__EXERCISE OBJECTIVE__
Copy out every line in the records below that contains the word "water". Count a line only if its capitalization matches exactly.

---------- DATA SHOWN

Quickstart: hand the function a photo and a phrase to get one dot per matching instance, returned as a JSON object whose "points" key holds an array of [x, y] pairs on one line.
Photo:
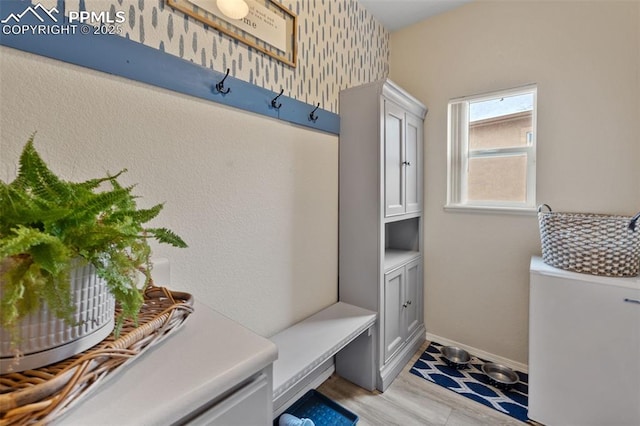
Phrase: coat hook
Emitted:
{"points": [[273, 101], [220, 86], [312, 116]]}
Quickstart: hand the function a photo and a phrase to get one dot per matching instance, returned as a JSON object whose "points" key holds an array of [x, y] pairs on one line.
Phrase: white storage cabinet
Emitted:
{"points": [[380, 256], [584, 348]]}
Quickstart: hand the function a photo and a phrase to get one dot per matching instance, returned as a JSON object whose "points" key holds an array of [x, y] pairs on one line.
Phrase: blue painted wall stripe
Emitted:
{"points": [[123, 57]]}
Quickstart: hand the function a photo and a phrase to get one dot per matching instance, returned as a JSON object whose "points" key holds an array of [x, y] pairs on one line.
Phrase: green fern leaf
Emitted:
{"points": [[166, 236]]}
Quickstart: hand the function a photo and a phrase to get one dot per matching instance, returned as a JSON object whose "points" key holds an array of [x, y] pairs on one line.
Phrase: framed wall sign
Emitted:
{"points": [[267, 26]]}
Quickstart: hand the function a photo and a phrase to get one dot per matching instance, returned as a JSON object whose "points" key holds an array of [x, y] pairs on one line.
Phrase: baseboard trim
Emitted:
{"points": [[320, 377], [479, 353], [391, 369]]}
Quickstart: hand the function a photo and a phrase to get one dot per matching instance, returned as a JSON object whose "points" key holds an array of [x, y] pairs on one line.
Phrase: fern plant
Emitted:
{"points": [[48, 224]]}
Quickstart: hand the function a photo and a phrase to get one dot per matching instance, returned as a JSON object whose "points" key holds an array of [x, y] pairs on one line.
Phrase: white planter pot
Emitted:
{"points": [[46, 339]]}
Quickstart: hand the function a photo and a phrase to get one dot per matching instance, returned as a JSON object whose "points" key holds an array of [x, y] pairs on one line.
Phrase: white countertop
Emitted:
{"points": [[199, 362], [537, 266]]}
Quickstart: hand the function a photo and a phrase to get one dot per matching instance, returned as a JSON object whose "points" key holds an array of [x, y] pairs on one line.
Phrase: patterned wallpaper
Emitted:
{"points": [[340, 45]]}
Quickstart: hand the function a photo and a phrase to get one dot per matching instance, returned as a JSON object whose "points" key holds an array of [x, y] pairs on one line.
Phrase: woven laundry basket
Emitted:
{"points": [[595, 244]]}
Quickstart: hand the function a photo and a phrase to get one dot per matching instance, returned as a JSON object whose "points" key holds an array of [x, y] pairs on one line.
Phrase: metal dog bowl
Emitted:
{"points": [[500, 376], [455, 357]]}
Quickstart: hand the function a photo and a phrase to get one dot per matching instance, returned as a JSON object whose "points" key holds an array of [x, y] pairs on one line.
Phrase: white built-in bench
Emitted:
{"points": [[306, 351]]}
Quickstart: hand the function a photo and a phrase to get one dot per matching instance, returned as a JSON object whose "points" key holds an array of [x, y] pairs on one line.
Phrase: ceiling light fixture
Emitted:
{"points": [[234, 9]]}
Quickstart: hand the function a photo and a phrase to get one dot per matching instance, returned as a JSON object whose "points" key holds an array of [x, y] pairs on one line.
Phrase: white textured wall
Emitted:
{"points": [[585, 58], [255, 198]]}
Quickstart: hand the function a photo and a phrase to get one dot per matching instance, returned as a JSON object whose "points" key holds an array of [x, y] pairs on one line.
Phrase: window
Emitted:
{"points": [[492, 151]]}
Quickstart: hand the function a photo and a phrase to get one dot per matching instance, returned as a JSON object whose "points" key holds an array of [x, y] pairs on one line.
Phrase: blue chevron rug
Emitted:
{"points": [[472, 383]]}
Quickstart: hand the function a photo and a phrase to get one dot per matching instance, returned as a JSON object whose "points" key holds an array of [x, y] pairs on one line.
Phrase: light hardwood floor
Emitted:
{"points": [[411, 400]]}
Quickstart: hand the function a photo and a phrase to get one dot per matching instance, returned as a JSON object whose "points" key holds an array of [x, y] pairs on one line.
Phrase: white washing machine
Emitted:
{"points": [[584, 348]]}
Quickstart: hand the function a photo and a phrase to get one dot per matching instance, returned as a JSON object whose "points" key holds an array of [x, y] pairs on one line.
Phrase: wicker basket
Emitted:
{"points": [[595, 244]]}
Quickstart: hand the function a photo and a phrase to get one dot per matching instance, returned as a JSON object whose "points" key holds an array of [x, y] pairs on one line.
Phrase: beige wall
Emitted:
{"points": [[255, 198], [585, 58]]}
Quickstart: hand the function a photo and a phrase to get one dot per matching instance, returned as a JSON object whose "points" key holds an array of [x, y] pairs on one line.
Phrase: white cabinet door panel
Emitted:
{"points": [[412, 295], [393, 300], [413, 164], [393, 167]]}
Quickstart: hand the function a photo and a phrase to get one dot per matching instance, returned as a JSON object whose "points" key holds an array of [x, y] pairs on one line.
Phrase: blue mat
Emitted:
{"points": [[472, 383]]}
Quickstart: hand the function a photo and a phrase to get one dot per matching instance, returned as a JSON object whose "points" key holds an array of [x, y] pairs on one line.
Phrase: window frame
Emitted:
{"points": [[458, 155]]}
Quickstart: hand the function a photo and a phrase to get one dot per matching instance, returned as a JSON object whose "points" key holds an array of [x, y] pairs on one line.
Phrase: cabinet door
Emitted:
{"points": [[394, 179], [393, 321], [413, 164], [412, 296]]}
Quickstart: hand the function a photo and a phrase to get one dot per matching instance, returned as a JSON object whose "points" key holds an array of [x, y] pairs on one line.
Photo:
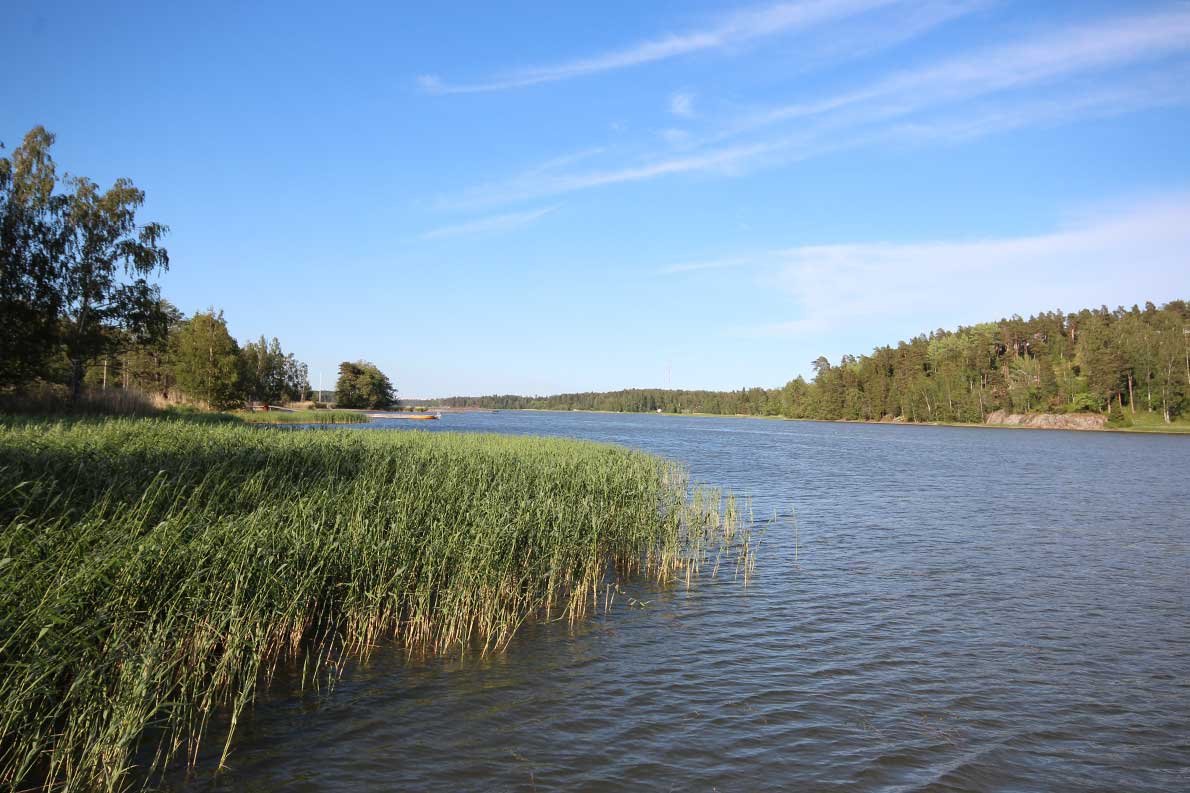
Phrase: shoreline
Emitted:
{"points": [[972, 425]]}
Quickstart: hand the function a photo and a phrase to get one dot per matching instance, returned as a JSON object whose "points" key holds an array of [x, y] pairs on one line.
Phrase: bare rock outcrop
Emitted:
{"points": [[1048, 420]]}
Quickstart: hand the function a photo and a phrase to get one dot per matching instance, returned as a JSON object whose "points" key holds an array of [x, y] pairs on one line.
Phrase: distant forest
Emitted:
{"points": [[1095, 360]]}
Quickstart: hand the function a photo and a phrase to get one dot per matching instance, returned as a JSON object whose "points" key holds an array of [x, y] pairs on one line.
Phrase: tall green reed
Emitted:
{"points": [[154, 574]]}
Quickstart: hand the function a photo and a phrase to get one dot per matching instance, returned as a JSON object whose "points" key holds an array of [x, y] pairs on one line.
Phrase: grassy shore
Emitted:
{"points": [[155, 573]]}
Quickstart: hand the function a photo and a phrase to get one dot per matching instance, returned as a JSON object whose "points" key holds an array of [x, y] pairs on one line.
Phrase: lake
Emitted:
{"points": [[968, 610]]}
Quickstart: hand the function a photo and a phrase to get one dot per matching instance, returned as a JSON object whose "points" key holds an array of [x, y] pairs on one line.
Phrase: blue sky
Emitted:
{"points": [[542, 197]]}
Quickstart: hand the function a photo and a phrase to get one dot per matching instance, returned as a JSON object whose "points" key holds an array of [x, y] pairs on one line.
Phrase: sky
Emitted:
{"points": [[538, 197]]}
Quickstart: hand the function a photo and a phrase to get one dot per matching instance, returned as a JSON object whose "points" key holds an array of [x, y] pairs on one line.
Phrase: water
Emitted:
{"points": [[969, 610]]}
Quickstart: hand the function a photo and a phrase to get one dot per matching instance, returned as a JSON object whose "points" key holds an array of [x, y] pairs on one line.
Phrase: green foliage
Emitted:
{"points": [[362, 385], [1084, 403], [74, 266], [1050, 362], [30, 250], [206, 361], [1118, 417], [155, 572], [269, 375]]}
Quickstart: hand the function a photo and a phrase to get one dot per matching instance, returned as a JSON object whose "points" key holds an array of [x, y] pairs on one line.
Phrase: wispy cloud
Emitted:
{"points": [[731, 31], [489, 224], [932, 101], [1041, 60], [1082, 264]]}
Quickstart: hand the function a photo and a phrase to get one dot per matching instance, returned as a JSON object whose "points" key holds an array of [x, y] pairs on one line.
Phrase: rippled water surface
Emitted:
{"points": [[970, 610]]}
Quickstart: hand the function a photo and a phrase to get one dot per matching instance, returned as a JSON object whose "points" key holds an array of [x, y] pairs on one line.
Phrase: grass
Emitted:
{"points": [[154, 574], [302, 417]]}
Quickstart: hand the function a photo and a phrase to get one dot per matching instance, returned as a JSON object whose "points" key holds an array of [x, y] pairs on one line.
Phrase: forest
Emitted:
{"points": [[1095, 360], [82, 322]]}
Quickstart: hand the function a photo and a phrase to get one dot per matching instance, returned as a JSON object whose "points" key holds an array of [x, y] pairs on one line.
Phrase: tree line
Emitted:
{"points": [[79, 308], [1096, 360]]}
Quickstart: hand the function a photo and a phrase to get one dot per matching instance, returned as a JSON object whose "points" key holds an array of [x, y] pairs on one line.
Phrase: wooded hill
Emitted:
{"points": [[1132, 358]]}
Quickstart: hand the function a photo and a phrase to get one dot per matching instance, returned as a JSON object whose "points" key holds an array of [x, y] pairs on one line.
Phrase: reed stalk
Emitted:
{"points": [[155, 573]]}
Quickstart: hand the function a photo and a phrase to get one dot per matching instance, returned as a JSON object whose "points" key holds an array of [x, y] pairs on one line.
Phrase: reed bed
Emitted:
{"points": [[304, 417], [155, 574]]}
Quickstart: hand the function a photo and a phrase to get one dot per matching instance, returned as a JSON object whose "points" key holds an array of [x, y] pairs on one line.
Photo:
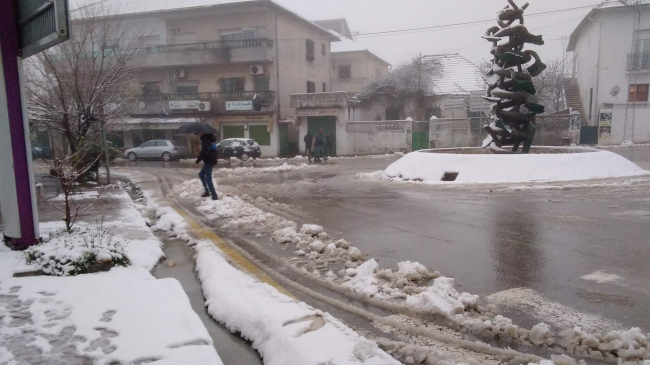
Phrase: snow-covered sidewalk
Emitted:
{"points": [[123, 316], [283, 330]]}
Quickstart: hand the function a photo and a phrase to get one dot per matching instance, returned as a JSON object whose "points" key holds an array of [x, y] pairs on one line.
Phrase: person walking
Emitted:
{"points": [[320, 144], [329, 145], [209, 157], [308, 139]]}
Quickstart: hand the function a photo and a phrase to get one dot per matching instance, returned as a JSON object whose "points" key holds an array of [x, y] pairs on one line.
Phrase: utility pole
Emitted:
{"points": [[106, 157]]}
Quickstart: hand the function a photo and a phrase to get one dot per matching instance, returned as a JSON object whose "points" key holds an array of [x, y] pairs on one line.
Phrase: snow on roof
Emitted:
{"points": [[147, 6], [345, 45], [156, 120], [457, 76], [607, 4]]}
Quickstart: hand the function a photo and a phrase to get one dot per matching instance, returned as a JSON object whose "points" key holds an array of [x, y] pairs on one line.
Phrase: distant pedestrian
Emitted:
{"points": [[320, 145], [209, 157], [329, 145], [308, 140]]}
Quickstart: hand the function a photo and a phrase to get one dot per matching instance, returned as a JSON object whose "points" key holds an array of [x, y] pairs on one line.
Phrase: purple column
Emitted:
{"points": [[19, 141]]}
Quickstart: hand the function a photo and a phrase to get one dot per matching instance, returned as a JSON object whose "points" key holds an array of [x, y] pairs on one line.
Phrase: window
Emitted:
{"points": [[392, 114], [260, 134], [311, 87], [638, 93], [261, 83], [310, 50], [238, 34], [159, 134], [345, 72], [152, 88], [232, 84], [187, 87]]}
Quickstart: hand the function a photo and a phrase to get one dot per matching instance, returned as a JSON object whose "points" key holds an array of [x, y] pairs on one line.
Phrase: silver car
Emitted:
{"points": [[157, 149]]}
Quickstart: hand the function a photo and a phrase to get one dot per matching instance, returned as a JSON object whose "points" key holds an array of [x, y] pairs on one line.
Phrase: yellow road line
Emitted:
{"points": [[202, 232]]}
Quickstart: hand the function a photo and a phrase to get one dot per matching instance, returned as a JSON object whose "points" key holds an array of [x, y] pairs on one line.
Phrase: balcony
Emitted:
{"points": [[638, 61], [159, 103], [206, 53]]}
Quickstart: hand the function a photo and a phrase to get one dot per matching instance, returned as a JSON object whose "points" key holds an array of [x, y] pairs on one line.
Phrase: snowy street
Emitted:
{"points": [[575, 256]]}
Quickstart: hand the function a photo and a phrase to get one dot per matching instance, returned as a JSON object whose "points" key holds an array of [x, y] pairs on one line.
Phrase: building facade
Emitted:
{"points": [[353, 66], [611, 69], [209, 62]]}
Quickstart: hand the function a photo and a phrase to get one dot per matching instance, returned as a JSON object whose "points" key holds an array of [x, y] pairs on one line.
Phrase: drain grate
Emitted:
{"points": [[449, 176]]}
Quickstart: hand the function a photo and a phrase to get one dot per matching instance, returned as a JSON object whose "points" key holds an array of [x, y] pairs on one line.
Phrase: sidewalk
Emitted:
{"points": [[123, 316]]}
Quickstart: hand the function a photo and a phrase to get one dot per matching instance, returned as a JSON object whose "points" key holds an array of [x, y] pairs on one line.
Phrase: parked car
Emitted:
{"points": [[241, 148], [157, 149]]}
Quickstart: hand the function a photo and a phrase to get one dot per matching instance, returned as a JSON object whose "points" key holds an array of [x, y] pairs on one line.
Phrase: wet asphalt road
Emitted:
{"points": [[489, 238]]}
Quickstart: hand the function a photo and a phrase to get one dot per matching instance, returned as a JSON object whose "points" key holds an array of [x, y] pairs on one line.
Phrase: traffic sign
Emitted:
{"points": [[41, 24]]}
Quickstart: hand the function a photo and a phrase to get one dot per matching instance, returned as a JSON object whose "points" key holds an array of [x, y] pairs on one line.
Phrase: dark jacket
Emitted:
{"points": [[209, 157], [329, 140], [308, 139], [320, 141]]}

--------------------

__WRITTEN REPLY__
Phrase: water
Phrase: rippled water surface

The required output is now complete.